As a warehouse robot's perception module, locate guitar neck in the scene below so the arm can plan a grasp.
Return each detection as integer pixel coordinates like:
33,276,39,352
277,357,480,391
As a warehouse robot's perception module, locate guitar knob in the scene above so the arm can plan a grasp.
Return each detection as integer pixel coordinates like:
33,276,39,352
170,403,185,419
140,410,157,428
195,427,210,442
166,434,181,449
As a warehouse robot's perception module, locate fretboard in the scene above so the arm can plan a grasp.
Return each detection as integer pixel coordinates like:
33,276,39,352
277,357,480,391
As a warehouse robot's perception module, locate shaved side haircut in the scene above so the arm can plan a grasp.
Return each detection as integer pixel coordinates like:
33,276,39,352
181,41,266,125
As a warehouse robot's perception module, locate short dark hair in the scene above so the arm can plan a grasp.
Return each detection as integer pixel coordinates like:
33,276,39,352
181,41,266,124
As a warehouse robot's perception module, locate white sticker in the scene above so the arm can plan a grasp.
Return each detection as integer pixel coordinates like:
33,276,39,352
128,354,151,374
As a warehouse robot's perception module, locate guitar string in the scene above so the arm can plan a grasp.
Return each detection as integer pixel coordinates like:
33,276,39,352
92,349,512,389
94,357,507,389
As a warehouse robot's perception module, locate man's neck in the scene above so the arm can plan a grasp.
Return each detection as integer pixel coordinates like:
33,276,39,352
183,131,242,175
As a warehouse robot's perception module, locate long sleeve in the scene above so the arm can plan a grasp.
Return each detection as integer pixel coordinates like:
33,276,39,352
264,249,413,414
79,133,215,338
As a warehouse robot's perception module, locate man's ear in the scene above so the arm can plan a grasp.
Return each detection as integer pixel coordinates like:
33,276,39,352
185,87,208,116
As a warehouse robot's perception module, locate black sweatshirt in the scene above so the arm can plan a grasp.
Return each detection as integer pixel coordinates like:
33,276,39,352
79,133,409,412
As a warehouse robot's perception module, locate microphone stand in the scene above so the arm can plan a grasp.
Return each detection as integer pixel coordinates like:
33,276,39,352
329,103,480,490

|---|

■ Given instruction ■
Copy out the records from the line containing "As a warehouse robot's perception module, locate man's ear" through the last line of the records, inclusive, requests and all. Shift each bounding box coordinate in the answers by -3 and leave the requests and their format samples unchanged.

■ Worked answer ■
As a warehouse robot's perception module, locate man's ear in the scene above so the arm can plan a grasp.
Return each detection as integer pixel coordinates like:
33,276,39,352
182,84,205,113
As a warehouse robot's perception module, locate black sweatshirt in the scene above so the arm can plan a grasp.
Return each detection as integer pixel coordinates like:
33,276,39,352
76,130,406,409
As a warehouse robot's perception module, locate microphone stand in the scene above so the arm can plan a grasp.
Return each detection as integer pixel coordinates like:
33,276,39,352
326,100,477,487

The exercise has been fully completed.